____ ARTICLE

Hooray
For Me!
A Friendly Rant From Captain
Spaulding
NAKED
RAYGUN'S
HOOK BACK IN ANGER
The band Naked
Raygun
is back together as a working unit. They played their
first shows together in six years at Chicago's
Cabaret Metro towards the end of last month, and have
a few new cuts on an odds-and-sods collection called The
Last of the Demohicans (Dyslexic Rekords). They're back, and I am one
happy sonufa 'gun over it. The why:
History
shows that oftentimes that which is most valuable
is that which is least noticed. The history of
rock-n-roll is the motherlode where that
particular aphorism is concerned.
For somewhere in the
interregnum between punk rock and grunge lived an
awful lot of good bands that believed in the Woody
Hayes credo of "three chords and a cloud of
dust". Good bands that never got a dime's worth
of airplay or a big major label push. History, that
shameless tease, leaves us with a few names here and
there...the Minutemen, Killing Joke,
Husker Du, Social Distortion. Call them postpunk,
pregrunge, hardcore, artcore, whatever you want. Why
not call them "rock-n-roll", and just leave
it at that?

________

▸ **SHORT PROBLEM 1**: Echo the passage of the Naked Raygun rant starting at "For somewhere in" and ending at "it at that?".
The rant about Naked Raygun and the records come from unrelated sources.

____ TASK DATA

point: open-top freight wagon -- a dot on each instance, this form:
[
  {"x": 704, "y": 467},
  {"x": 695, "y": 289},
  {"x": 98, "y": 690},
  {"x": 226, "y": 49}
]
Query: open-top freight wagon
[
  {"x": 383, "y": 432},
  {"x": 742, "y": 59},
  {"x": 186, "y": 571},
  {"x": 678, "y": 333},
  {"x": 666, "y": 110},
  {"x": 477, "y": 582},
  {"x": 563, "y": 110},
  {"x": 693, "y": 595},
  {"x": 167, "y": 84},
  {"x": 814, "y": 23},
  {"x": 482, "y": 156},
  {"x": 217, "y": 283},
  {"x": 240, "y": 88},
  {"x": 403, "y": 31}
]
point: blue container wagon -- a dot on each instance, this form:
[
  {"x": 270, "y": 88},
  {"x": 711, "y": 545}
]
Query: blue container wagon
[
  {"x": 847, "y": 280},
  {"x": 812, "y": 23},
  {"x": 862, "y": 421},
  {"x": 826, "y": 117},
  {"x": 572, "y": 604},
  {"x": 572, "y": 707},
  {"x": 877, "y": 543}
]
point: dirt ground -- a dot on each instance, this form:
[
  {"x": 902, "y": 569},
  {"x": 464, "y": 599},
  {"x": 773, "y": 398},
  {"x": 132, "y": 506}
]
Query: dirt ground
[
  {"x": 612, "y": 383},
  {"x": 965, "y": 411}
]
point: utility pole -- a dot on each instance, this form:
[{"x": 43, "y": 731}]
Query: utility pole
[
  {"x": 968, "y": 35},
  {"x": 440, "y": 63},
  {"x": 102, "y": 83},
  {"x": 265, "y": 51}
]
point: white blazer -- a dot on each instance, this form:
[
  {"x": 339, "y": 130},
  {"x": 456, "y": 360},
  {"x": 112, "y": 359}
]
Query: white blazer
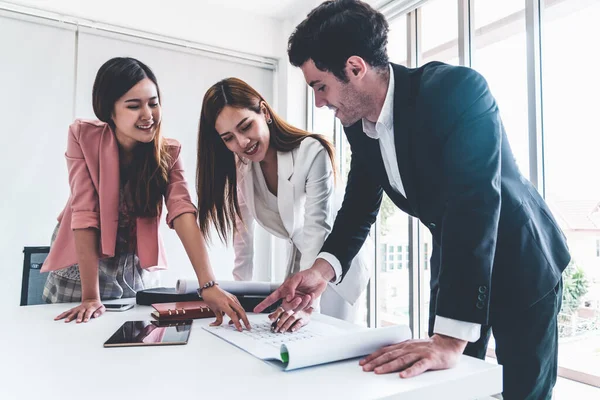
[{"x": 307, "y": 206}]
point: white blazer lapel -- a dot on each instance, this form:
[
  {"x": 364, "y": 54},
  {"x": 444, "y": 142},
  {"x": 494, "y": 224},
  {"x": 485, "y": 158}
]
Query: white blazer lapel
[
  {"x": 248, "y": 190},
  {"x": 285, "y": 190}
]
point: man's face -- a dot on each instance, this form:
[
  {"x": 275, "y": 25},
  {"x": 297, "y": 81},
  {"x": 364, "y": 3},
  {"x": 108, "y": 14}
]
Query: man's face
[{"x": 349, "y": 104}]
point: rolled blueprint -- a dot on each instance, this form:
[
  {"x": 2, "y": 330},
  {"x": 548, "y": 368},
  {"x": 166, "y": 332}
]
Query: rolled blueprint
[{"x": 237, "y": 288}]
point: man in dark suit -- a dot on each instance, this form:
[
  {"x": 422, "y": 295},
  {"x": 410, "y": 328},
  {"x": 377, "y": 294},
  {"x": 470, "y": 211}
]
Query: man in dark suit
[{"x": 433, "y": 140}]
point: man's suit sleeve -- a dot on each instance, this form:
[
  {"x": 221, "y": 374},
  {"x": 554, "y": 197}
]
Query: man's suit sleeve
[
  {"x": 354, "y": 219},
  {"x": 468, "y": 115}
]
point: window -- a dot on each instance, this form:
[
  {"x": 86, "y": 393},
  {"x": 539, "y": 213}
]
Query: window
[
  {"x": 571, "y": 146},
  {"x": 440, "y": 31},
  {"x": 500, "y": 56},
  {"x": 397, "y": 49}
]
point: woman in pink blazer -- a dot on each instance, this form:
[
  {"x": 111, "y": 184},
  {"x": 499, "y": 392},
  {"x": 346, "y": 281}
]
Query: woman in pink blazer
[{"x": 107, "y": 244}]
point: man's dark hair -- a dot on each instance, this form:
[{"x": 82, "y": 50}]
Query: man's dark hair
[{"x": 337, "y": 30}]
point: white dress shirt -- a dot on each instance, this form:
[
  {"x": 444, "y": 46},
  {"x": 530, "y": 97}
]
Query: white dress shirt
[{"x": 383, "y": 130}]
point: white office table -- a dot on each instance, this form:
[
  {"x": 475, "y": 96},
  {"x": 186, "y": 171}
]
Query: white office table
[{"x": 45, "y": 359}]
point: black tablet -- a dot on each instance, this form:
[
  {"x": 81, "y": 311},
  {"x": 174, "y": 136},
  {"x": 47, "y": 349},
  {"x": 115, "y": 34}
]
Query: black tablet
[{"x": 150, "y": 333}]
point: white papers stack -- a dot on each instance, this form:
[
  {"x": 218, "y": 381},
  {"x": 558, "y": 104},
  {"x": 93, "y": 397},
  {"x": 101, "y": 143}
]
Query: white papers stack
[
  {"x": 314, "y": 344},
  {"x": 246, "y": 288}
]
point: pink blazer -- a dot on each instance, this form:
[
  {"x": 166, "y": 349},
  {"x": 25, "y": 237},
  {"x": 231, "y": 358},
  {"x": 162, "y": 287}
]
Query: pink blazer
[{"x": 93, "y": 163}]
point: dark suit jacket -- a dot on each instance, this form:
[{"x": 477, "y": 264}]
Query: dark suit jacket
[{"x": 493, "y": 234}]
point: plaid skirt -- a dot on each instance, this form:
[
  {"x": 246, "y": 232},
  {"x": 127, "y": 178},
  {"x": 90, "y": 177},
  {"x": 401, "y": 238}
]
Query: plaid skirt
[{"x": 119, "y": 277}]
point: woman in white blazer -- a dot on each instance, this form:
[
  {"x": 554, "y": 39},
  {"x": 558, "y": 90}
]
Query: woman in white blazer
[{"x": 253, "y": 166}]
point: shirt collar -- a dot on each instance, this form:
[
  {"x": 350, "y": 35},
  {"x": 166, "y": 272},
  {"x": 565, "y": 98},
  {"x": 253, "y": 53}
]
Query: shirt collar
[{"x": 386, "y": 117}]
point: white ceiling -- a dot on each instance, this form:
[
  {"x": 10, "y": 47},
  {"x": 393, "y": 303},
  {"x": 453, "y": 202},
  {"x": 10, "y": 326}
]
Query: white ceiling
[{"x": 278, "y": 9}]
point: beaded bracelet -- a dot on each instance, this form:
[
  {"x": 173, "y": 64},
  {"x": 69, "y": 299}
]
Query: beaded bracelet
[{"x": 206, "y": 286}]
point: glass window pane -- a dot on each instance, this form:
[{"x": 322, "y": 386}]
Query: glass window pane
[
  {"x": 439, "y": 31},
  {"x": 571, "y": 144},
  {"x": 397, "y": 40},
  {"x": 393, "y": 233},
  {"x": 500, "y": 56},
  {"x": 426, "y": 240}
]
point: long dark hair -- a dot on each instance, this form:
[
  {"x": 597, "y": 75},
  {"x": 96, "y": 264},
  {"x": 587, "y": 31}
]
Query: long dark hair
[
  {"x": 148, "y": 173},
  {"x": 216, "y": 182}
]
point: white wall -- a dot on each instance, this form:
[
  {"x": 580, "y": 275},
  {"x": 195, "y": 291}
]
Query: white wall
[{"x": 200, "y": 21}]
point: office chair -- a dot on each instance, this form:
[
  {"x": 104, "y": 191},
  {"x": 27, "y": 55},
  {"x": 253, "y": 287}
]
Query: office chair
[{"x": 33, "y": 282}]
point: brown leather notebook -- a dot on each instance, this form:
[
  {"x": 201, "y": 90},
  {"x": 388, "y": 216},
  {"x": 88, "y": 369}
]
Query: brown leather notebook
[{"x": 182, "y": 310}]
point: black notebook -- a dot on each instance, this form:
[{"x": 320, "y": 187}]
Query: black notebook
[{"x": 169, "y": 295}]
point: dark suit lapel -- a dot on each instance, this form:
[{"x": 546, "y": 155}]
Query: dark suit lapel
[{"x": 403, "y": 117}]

________
____ TASK DATA

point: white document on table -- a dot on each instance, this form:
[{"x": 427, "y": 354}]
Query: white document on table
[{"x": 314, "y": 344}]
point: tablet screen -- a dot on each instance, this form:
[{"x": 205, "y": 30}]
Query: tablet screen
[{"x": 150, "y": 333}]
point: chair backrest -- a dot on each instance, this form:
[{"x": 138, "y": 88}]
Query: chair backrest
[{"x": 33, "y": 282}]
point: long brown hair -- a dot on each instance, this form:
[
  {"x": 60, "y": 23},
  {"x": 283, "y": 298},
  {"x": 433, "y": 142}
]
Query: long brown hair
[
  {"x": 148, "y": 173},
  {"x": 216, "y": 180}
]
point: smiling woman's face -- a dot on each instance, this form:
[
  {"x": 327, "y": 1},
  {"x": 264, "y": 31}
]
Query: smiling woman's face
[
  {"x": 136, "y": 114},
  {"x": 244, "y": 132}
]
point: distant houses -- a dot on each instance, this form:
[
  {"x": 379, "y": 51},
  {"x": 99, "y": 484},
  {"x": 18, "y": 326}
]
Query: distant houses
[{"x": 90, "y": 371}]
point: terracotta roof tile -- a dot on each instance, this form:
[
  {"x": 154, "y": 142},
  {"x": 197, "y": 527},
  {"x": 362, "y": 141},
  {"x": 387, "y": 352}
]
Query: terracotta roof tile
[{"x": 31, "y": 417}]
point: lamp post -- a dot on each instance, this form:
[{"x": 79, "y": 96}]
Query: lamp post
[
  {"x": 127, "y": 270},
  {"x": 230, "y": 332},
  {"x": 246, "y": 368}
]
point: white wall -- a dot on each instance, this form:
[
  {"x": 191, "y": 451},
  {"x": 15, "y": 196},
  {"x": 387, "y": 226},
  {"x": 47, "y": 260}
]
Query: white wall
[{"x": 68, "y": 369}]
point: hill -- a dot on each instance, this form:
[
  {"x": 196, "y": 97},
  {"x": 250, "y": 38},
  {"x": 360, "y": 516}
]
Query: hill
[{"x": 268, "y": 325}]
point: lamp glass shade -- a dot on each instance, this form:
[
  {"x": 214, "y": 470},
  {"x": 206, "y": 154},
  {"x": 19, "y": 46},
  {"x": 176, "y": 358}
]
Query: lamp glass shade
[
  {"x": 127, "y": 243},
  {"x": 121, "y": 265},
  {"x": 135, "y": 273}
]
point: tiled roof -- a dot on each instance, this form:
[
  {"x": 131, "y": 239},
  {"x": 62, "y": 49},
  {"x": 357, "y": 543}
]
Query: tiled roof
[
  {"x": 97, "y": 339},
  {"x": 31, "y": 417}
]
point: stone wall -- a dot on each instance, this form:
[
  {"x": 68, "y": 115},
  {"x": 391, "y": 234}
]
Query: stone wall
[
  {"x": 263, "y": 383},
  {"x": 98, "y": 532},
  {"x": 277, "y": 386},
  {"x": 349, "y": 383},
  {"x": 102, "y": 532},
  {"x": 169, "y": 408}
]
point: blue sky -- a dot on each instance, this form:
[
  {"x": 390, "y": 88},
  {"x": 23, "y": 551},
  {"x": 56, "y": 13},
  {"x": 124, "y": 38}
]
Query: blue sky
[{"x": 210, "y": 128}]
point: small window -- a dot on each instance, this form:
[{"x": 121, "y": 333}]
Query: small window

________
____ TASK DATA

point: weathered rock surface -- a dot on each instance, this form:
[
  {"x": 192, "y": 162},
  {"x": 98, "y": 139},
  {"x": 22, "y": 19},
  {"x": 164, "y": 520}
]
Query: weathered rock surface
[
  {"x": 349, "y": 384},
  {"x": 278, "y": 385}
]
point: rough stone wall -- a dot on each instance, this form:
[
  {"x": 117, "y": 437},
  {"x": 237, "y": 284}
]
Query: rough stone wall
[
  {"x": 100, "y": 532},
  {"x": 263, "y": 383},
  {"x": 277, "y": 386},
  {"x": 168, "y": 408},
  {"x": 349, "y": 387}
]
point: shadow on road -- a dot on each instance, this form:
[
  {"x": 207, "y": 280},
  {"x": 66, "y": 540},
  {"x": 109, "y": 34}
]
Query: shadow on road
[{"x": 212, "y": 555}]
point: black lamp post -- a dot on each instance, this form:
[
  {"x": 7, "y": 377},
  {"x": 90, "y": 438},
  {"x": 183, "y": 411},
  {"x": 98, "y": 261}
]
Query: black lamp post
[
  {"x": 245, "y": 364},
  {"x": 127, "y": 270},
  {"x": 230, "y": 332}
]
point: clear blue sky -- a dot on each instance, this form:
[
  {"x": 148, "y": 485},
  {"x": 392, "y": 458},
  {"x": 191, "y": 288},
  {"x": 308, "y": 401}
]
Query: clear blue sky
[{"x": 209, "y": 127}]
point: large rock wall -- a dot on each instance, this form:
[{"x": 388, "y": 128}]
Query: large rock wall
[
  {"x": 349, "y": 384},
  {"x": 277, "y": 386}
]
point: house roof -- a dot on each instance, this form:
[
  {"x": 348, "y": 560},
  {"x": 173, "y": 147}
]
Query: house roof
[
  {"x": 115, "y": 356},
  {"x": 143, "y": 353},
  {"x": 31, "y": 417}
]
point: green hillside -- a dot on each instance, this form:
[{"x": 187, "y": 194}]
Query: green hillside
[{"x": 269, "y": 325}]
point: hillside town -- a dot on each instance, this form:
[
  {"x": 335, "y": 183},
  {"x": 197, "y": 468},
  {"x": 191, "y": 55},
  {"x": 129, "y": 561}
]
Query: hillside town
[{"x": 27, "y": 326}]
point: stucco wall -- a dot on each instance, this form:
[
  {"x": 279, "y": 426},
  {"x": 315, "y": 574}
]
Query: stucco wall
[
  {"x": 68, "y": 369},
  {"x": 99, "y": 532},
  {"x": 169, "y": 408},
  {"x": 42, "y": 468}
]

________

▸ **SHORT PROBLEM 2**: Please state how many lines of the records contain the string "large", matching case exactly, and give only the number.

▸ **REPLY 1**:
For somewhere in the
interregnum between punk rock and grunge lived an
awful lot of good bands that believed in the Woody
Hayes credo of "three chords and a cloud of
dust". Good bands that never got a dime's worth
of airplay or a big major label push. History, that
shameless tease, leaves us with a few names here and
there...the Minutemen, Killing Joke,
Husker Du, Social Distortion. Call them postpunk,
pregrunge, hardcore, artcore, whatever you want. Why
not call them "rock-n-roll", and just leave
it at that?

▸ **REPLY 2**: 2